[AVAILABLE RECORDS]:

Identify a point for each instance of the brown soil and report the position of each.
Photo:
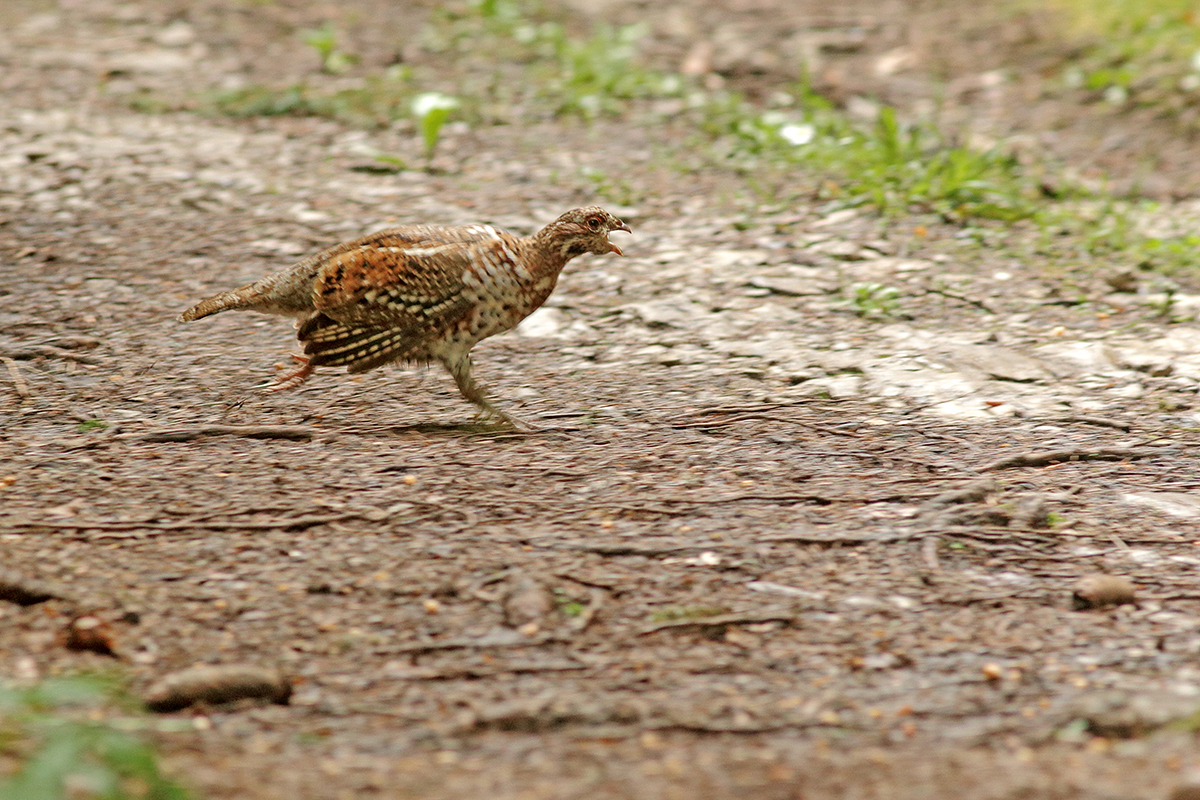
(690, 582)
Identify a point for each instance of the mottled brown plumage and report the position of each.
(418, 293)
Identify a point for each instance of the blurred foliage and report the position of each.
(1140, 52)
(59, 733)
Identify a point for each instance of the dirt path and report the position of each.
(765, 541)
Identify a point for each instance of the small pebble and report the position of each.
(217, 684)
(1101, 590)
(93, 635)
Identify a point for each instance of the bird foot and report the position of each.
(498, 417)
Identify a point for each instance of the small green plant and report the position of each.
(324, 40)
(677, 613)
(55, 729)
(432, 109)
(874, 299)
(891, 167)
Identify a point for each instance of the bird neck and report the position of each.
(553, 251)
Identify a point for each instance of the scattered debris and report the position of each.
(23, 590)
(1102, 590)
(93, 635)
(217, 684)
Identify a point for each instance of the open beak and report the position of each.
(621, 227)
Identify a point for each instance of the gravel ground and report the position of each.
(759, 542)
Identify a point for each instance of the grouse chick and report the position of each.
(419, 294)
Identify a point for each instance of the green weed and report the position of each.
(57, 729)
(432, 109)
(875, 299)
(324, 40)
(677, 613)
(1139, 52)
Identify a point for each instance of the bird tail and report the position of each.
(246, 296)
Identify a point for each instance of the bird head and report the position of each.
(585, 230)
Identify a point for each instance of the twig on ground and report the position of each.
(955, 295)
(289, 432)
(1047, 457)
(724, 620)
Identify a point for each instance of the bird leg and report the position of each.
(461, 371)
(295, 377)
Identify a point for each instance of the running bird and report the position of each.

[TASK DETAILS]: Reproduce verbatim every line of the records, from the line containing "Identify a point for each instance of the green" through the final line of the records.

[FINISHED TASK]:
Identify a point for each instance of the green weed and report the position of each.
(57, 729)
(432, 109)
(875, 299)
(324, 40)
(677, 613)
(1139, 52)
Identify a point for each instance of the bird tail and report the position of each.
(246, 296)
Identify a point for each instance of the bird head and report the position of each.
(585, 230)
Identify a point for each instance of the twig on ground and report the position of each.
(955, 295)
(289, 432)
(1047, 457)
(724, 620)
Identify a point for each instance of the bird leg and report the position of each.
(461, 371)
(295, 377)
Identify a point for each instance of the running bird and report the position of each.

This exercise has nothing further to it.